Stored data:
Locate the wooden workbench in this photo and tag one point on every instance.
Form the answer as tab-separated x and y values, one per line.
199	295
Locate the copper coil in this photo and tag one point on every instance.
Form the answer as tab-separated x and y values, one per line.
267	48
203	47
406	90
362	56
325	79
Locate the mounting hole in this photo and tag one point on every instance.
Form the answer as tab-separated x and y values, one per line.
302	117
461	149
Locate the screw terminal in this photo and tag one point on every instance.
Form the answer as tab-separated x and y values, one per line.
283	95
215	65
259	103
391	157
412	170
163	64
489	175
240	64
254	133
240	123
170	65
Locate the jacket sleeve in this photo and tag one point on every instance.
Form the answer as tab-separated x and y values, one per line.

◆ **What the task asks**:
Return every line above in which the string "this" occurs.

◆ **Task solution**:
Locate the wooden workbench in this photo and tag one point on every instance.
Locate the copper coil in this photo and tag one point on every instance.
Locate the mounting hole in this photo and tag one point on every instance.
Locate the screw terminal in this photo and tag one point on every instance.
Locate the jacket sleeve in this photo and tag one point on every instance.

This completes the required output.